--- SOURCE DATA ---

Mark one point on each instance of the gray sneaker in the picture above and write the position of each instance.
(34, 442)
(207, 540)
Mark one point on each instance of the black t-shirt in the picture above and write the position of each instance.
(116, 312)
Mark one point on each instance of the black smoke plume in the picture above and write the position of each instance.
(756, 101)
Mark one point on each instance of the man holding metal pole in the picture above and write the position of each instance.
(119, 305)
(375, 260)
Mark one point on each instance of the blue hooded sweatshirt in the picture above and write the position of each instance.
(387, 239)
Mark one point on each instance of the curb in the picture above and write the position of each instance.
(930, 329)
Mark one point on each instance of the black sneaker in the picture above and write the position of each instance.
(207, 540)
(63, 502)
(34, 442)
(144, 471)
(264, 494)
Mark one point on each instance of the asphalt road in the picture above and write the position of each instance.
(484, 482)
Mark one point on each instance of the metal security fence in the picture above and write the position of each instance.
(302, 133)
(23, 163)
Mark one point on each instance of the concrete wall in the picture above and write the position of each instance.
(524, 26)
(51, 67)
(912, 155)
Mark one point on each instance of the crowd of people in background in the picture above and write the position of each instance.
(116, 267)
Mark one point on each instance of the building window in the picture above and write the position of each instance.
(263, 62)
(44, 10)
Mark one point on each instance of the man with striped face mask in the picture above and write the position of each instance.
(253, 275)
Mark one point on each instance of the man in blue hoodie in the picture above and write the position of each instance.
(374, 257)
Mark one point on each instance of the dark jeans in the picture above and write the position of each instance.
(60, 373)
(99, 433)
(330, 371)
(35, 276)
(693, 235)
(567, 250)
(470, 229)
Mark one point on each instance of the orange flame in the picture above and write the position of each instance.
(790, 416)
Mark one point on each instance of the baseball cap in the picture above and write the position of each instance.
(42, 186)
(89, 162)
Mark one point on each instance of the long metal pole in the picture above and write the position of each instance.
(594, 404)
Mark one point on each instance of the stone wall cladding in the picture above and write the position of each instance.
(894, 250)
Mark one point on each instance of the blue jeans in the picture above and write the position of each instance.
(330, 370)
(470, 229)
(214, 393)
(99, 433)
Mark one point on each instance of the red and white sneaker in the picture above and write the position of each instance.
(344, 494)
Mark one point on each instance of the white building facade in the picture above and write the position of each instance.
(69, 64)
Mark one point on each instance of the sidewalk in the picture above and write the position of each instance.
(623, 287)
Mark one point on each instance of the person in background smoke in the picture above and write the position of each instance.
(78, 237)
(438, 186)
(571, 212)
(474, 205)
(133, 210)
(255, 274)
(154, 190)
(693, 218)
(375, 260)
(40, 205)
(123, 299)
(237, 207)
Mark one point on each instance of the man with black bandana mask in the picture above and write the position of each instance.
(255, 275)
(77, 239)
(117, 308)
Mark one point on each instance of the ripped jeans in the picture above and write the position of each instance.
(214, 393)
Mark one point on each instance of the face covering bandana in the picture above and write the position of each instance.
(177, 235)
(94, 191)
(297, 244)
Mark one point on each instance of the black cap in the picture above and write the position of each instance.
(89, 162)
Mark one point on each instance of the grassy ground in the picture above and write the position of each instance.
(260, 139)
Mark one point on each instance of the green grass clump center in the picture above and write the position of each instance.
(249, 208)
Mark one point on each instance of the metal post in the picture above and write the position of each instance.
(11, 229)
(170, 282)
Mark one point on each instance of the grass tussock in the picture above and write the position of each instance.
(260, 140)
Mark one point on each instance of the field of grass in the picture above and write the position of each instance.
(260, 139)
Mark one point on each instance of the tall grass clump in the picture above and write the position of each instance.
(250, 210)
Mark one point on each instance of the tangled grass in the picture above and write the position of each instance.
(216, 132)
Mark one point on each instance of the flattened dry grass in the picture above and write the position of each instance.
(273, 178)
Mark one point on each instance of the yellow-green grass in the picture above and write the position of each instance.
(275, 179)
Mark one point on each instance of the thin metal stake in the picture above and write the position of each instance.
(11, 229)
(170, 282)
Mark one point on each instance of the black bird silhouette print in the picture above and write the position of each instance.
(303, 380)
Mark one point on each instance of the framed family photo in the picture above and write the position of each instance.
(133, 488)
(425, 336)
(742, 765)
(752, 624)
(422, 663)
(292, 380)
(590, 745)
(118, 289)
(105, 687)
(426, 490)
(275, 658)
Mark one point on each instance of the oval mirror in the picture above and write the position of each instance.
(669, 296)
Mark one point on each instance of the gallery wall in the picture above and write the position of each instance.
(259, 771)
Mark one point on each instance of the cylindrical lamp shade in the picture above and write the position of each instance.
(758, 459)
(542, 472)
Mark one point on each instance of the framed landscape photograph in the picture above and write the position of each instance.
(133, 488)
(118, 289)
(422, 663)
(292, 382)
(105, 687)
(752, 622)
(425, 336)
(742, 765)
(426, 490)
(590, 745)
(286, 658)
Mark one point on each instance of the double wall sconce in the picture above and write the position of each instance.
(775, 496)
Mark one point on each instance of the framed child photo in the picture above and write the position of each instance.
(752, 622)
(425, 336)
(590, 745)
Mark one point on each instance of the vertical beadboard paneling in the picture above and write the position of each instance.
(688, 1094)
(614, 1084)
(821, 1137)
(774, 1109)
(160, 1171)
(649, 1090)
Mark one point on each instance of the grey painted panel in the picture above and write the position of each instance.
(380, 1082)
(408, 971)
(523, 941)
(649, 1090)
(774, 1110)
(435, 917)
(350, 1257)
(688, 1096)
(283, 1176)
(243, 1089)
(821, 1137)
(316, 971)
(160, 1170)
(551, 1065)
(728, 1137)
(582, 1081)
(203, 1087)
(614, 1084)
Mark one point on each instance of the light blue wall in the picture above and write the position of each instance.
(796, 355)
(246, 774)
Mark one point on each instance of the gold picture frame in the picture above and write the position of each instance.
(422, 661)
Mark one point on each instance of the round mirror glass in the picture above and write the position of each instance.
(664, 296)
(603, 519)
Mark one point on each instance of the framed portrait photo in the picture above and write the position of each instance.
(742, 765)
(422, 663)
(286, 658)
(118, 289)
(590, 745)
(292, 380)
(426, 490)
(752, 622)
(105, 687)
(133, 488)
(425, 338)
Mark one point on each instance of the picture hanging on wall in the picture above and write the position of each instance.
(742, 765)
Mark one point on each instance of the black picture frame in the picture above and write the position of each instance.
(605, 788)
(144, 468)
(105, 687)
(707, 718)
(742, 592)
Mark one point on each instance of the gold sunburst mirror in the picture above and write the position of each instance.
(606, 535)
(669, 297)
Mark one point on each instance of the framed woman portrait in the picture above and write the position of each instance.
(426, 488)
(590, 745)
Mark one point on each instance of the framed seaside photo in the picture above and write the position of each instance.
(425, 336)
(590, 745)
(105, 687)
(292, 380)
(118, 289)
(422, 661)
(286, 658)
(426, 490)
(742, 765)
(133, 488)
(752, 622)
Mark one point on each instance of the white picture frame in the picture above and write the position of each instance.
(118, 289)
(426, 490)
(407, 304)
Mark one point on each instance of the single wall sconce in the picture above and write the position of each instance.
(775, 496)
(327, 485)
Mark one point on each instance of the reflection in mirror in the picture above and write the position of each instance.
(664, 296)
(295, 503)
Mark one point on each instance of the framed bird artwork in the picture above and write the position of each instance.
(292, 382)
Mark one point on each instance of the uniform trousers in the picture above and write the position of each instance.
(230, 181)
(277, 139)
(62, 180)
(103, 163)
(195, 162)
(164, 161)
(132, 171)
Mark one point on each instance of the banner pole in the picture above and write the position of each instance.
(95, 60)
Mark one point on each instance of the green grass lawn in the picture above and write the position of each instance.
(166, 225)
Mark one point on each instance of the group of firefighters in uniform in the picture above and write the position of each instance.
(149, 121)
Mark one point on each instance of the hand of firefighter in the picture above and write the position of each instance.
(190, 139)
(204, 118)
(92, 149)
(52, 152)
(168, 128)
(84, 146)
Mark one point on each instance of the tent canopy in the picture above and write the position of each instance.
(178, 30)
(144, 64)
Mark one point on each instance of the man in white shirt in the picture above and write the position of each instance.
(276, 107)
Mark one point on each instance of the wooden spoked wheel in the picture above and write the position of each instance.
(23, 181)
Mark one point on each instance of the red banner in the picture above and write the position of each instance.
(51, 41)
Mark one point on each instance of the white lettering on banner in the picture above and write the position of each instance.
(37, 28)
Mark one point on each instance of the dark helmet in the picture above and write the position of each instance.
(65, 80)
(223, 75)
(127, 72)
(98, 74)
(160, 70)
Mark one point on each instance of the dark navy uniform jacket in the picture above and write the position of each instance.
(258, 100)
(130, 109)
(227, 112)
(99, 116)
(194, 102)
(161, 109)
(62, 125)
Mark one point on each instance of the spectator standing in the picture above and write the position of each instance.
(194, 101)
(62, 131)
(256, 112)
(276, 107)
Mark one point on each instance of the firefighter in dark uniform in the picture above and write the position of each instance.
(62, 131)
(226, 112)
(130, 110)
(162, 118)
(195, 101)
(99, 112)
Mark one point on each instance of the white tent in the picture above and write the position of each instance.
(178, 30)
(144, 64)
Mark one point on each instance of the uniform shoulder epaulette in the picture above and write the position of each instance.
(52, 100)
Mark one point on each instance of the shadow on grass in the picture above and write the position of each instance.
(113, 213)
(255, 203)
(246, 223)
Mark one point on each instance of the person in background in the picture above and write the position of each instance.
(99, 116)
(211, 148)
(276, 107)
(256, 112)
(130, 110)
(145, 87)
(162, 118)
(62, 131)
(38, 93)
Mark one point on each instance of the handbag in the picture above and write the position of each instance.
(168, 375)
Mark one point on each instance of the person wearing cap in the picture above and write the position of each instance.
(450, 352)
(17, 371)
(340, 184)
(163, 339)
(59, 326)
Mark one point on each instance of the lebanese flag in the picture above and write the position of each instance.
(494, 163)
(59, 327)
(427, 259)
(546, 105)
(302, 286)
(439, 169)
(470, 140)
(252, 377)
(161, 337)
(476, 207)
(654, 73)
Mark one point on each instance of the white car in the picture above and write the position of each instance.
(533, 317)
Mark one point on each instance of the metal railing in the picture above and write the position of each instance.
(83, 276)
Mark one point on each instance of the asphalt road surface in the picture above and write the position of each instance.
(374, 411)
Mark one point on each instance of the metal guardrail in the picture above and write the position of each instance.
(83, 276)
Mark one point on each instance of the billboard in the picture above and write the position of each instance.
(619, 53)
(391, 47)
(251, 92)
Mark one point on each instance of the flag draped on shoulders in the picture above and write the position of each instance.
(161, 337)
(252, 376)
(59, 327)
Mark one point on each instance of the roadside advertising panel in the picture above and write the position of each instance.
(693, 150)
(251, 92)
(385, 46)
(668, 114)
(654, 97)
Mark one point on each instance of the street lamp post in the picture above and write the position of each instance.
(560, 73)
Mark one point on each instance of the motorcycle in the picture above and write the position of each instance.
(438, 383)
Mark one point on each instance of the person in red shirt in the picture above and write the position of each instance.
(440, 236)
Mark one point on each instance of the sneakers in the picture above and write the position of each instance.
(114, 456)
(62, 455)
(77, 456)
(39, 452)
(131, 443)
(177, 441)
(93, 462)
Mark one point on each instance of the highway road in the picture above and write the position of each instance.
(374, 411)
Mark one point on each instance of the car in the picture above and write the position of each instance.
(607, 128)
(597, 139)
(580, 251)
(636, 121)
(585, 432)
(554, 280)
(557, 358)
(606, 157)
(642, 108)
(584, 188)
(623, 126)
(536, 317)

---

THE TASK: The lines from the one containing "Mark one point on each instance of the street" through the last line of the records are to be transcribed exactly, with nothing else added.

RESULT OF THIS TASK:
Mark one point on each instance of the street lamp post in the picture above and write the position of each instance.
(560, 73)
Mark one point on each instance of the motorcycle in the picture above and write the position of each instance.
(438, 383)
Mark one point on each instance of the person in red shirt in the picture above and write the position of each instance.
(440, 236)
Mark one point on each instance of the sneakers in the picture above and write the position of each instance.
(114, 456)
(62, 455)
(77, 456)
(39, 452)
(131, 443)
(177, 441)
(93, 462)
Mark one point on each instance of the highway road in the picture above and write the position of each instance.
(374, 411)
Mark one point on each instance of the car in the picture above and write the position of each instance.
(607, 128)
(597, 139)
(580, 251)
(636, 121)
(585, 432)
(554, 280)
(557, 358)
(606, 157)
(642, 108)
(584, 188)
(623, 126)
(536, 317)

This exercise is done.